* _Work task 1_: Reproduce word for word the part of the passage on the Working Class Movement Library that begins at the words "Their collection of" and stops after the words "their own history.".
* _Work task 2_: Extend the passage about the Working Class Movement Library with the text that should follow its final sentence.

* _Extract_:

○ ○ ○ ○ ○ ○ ○

Along with her husband Edmund, Frow was the founder of the Working Class Movement Library in Manchester. The library was originally the personal book collection of the couple, which scholars or students of labour history could access for free. In 1972 the Frows established the library as a charitable trust, allowing it to be accessible as an education resource.

Their collection of books and ephemera grew so extensive that in 1987 it was re-housed by Salford Council in a converted nursing home, where it still is: Jubilee House on The Crescent in Salford. The offer from the council was accepted over similar offers from universities in order to avoided limited access for workers to their own history.

In 1989 Ruth and Edmund Frow were awarded the Commendation of Merit by the Library Association for their service to the library profession.

○ ○ ○ ○ ○ ○ ○

* _Dataset records_:
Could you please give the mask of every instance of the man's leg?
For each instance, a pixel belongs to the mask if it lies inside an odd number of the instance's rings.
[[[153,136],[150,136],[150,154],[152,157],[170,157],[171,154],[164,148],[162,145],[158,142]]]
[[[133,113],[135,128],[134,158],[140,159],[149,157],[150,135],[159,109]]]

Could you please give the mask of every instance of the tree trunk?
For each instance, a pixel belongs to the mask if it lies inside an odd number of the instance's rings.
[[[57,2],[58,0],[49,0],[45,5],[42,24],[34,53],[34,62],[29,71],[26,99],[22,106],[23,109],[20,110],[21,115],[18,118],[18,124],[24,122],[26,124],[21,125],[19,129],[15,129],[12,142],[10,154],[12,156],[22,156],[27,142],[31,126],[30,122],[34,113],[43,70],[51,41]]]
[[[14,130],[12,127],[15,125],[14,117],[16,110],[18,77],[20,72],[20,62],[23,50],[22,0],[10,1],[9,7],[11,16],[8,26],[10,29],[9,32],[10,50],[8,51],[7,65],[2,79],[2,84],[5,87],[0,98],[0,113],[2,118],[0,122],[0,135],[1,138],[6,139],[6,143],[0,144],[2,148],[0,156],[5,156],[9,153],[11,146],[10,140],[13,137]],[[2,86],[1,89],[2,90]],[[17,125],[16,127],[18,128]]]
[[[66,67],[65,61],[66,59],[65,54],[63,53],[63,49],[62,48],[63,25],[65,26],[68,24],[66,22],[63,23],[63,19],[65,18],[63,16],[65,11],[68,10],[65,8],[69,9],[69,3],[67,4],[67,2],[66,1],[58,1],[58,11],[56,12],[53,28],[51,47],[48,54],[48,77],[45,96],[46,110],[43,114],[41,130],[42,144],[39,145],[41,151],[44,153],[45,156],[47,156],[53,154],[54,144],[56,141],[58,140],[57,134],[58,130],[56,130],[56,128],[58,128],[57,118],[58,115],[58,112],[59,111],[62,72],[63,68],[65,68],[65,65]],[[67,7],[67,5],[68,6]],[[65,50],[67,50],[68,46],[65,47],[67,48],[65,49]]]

○ ○ ○ ○ ○ ○ ○

* _Exercise response 1_:
Their collection of books and ephemera grew so extensive that in 1987 it was re-housed by Salford Council in a converted nursing home, where it still is: Jubilee House on The Crescent in Salford. The offer from the council was accepted over similar offers from universities in order to avoided limited access for workers to their own history.

* _Exercise response 2_:
The Library is regarded as one of Britain's most important collections on working class history, with more than 30,000 rare books, pamphlets, photographs and other materials.

== Publications ==
Frow, often along with her husband Edmund, published extensively on historical and political issues. Her writings were aimed at a variety of wide audiences.

- Edmund and Ruth Frow, ‘Travels with a Caravan’, History Workshop Journal 2, autumn 1976.
- Ruth Frow, Edmund Frow (Eddie), 1906–1997: the Making of an Activist, Salford, 1999.
- Ruth and Edmund Frow and Michael Katanka, Strikes – a Documentary History, London, 1971.
- Ruth and Edmund Frow and Michael Katanka, The History of British Trade Unionism, Historical Association, London, 1969.
- Edmund and Ruth Frow, A Survey of the Half Time System in Education, Manchester, 1970.
- Edmund and Ruth Frow, The Battle of Bexley Hill: Salford Unemployed Workers Demonstration in 1931, Salford, 1994.
- Edmund and Ruth Frow, Engineering Struggles: Episodes in the Story of the Shop Stewards Movement, Manchester, 1982.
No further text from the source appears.